▸ **SELECTED TEXT**
/---
Vote means $30 mil cash infusion

NEW YORK — Corporate bondholders of Planet Hollywood Intl. have given a green light for the ailing restaurant chain to move forward with a restructuring unveiled last week, according to company chairman and CEO Robert Earl.

The complex plan, which entails a $30 million cash infusion, required approval by holders of at least $160 million worth of the company’s senior subordinated notes. Earl told Daily Variety he was notified Monday that the group had voted to move forward and that Orlando-based Planet Hollywood is likely to file officially for bankruptcy protection in October or November.

A total of $250 million worth of notes are outstanding. Earlier this year, Planet Hollywood defaulted on interest payments on the notes. The terms notes and bonds are used interchangeably and are part of a company’s debt.

The revamp calls for a trust belonging to Earl’s family to invest roughly $10 million in Planet Hollywood, along with big shareholders Prince Al Waleed bin Talal and Singapore billionaire Ong Beng Seng. These three parties will wind up owning 70% of the company. The prince, a nephew of Saudi Arabia’s King Fahd, announced over the weekend that his portion of the cash has been invested and that he now owns about 20% of Planet Hollywood.
\---
▸ **CHALLENGE 1**
Pull out every line of the records that contains the string "screen", matching case exactly.
The records that come next are unrelated to the text.

Object detection data:
/---
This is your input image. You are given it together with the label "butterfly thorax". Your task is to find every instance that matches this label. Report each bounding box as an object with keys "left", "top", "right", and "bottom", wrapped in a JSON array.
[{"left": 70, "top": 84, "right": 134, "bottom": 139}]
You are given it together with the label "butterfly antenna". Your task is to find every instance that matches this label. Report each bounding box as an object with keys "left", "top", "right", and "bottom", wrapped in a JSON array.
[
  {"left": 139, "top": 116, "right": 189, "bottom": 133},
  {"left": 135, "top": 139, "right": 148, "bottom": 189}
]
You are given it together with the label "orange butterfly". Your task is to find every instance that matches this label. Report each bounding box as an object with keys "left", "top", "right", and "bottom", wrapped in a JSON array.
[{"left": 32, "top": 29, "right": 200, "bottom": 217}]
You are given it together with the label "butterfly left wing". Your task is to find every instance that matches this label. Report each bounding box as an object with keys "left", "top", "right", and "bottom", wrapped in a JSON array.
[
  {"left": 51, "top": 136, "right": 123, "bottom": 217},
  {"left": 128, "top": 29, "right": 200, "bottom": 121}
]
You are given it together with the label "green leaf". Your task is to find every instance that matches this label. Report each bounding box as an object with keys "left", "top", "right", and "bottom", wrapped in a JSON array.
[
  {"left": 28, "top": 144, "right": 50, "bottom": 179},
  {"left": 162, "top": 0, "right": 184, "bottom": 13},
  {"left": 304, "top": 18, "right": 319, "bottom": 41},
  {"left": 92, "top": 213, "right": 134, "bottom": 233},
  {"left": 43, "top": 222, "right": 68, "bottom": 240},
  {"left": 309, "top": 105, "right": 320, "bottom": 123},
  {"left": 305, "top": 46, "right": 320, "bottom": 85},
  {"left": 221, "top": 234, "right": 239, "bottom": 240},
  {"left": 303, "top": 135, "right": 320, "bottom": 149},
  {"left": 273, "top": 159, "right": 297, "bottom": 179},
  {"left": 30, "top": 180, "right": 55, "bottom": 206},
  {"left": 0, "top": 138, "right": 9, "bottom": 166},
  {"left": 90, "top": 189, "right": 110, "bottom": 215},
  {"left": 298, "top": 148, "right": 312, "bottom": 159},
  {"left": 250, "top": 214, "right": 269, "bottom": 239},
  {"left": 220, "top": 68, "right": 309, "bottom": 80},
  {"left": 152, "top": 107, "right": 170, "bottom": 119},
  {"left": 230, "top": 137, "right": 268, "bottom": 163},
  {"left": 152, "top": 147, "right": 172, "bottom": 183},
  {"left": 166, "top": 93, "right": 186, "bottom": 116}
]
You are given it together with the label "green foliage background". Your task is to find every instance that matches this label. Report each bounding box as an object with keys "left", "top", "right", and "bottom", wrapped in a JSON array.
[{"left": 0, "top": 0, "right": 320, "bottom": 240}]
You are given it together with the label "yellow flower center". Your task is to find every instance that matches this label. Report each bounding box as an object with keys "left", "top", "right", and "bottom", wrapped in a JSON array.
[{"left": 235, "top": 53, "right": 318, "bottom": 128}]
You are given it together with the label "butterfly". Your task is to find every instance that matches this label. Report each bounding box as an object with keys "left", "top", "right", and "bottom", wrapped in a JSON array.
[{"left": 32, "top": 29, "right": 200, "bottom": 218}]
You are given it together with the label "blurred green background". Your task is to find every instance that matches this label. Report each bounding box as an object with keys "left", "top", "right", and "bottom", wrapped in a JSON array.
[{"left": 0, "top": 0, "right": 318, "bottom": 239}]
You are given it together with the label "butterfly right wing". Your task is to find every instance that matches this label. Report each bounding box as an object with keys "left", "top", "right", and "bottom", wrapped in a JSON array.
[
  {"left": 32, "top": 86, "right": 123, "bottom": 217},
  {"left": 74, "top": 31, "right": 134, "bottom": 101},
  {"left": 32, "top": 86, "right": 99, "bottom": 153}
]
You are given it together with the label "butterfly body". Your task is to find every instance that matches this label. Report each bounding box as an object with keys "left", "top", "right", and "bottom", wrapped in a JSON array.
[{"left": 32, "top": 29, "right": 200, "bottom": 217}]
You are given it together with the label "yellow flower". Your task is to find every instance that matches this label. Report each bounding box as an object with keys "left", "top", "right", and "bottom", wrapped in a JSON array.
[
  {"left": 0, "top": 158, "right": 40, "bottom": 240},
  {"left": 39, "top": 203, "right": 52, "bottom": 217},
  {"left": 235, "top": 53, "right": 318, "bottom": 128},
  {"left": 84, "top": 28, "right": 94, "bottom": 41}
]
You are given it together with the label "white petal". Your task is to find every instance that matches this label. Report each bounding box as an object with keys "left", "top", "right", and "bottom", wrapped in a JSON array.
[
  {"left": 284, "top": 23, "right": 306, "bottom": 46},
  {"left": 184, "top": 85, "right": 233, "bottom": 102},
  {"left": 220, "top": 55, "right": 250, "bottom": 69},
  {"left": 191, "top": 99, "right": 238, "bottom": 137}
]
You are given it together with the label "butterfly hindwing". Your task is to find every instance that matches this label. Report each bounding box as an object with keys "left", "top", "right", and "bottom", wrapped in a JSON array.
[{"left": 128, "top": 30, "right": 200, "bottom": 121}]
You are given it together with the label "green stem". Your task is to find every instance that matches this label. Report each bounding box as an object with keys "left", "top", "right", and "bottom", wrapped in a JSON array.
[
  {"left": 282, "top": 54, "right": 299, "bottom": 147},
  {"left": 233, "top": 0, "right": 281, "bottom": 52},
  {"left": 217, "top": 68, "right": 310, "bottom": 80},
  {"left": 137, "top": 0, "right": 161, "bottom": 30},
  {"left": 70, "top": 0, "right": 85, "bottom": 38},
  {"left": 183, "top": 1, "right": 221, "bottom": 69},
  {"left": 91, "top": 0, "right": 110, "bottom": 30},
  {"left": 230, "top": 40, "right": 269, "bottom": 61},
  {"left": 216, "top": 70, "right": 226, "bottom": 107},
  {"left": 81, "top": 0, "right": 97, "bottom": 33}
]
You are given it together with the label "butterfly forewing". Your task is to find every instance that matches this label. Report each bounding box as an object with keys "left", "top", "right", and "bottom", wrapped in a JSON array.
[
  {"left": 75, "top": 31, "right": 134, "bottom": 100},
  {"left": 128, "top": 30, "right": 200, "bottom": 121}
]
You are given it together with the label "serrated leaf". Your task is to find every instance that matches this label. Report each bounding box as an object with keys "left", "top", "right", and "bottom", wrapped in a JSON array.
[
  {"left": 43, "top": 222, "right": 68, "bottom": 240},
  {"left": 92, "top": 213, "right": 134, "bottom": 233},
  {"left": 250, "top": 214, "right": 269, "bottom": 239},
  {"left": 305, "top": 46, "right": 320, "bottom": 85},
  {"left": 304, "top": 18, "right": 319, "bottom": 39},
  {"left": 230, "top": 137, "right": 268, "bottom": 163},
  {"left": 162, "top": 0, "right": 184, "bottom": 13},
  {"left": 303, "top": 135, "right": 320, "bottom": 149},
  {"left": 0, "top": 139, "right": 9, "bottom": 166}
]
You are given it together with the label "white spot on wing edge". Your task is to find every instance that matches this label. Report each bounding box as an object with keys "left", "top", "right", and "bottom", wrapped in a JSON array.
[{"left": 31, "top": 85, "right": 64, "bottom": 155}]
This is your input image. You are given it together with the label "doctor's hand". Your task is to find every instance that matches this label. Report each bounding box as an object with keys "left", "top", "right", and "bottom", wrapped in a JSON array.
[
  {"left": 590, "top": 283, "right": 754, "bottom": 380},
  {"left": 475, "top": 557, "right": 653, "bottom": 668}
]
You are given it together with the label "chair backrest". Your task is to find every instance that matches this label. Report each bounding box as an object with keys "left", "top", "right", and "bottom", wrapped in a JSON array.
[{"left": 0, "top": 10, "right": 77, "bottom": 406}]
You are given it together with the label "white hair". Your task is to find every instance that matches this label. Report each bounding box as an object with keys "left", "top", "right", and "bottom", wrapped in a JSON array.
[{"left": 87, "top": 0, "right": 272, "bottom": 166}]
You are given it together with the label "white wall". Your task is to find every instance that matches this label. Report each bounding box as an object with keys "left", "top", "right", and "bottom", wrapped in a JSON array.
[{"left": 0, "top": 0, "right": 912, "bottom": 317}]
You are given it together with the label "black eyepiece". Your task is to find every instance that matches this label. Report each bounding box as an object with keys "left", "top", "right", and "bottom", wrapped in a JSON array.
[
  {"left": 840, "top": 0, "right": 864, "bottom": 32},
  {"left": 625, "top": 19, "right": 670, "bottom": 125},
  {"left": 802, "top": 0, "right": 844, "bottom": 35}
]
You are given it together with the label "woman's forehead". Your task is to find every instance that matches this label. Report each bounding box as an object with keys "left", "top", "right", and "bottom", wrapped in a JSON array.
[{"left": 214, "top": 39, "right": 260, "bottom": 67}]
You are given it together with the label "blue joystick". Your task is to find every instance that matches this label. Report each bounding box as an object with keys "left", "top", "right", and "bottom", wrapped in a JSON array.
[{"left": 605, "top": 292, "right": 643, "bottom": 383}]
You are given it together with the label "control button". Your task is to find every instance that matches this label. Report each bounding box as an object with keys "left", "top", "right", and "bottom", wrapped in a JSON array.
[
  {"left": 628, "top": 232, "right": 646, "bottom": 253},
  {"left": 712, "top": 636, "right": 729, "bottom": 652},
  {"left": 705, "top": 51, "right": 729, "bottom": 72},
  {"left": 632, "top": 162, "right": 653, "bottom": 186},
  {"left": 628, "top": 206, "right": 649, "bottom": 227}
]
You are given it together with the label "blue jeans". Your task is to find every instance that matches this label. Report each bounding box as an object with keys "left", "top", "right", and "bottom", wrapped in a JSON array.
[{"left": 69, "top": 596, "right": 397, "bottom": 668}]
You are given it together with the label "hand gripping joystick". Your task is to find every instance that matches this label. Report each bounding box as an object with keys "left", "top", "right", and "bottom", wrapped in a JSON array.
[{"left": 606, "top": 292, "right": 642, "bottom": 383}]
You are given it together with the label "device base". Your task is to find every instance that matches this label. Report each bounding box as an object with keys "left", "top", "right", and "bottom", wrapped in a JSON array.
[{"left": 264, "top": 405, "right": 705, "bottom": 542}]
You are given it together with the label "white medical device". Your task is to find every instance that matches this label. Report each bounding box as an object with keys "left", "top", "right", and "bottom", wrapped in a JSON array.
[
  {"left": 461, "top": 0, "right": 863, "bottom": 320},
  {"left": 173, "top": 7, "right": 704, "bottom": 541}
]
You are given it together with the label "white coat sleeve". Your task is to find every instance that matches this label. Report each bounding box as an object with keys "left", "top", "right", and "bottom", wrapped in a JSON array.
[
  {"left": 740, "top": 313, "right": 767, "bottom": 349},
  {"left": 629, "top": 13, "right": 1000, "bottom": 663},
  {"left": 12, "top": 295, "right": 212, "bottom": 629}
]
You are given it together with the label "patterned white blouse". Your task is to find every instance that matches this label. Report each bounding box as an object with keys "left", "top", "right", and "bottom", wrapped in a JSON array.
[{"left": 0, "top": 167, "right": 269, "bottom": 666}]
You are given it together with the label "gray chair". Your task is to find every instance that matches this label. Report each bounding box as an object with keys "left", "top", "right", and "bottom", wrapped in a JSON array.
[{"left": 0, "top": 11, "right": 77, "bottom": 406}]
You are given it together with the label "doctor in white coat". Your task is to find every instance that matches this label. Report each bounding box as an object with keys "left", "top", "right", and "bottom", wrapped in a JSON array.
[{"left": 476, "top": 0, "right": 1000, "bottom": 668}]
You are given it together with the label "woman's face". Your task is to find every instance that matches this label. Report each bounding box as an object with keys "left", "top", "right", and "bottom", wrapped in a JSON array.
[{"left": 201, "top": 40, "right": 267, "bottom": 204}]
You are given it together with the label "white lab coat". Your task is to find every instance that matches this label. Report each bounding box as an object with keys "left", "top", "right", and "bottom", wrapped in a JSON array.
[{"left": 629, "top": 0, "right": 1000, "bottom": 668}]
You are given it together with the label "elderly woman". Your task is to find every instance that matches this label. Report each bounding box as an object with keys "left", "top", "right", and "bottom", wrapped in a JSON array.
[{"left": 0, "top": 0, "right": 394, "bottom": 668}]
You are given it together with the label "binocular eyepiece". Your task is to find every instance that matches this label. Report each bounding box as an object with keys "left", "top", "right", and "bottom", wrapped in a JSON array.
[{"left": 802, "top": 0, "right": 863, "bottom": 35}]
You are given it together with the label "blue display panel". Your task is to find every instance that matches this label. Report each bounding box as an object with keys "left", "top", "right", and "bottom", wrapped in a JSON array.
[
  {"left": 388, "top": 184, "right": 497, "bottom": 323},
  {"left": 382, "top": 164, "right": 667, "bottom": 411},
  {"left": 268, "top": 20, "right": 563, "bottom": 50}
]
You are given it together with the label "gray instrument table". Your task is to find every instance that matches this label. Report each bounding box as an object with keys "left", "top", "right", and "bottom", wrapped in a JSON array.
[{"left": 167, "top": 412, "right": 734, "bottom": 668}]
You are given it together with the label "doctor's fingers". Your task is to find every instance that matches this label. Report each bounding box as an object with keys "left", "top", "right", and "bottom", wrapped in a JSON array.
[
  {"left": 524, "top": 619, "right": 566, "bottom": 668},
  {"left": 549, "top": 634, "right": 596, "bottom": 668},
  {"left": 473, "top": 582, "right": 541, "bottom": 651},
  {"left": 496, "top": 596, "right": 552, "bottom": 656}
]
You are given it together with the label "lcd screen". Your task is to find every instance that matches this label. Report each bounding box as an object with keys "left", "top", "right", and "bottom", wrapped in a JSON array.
\---
▸ **CHALLENGE 2**
Answer these questions about the Planet Hollywood article:
(a) Holders of at least how much in senior subordinated notes had to approve the plan?
(b) What total worth of notes is outstanding?
(c) What percentage of the company will the three investing parties end up owning?

▸ **REPLY 1**
You are given it together with the label "lcd screen". Your task is to find every instance that matches this label. Report each bounding box as an object with keys "left", "top", "right", and "bottom", wrapped in a JSON array.

▸ **REPLY 2**
(a) $160 million
(b) $250 million
(c) 70%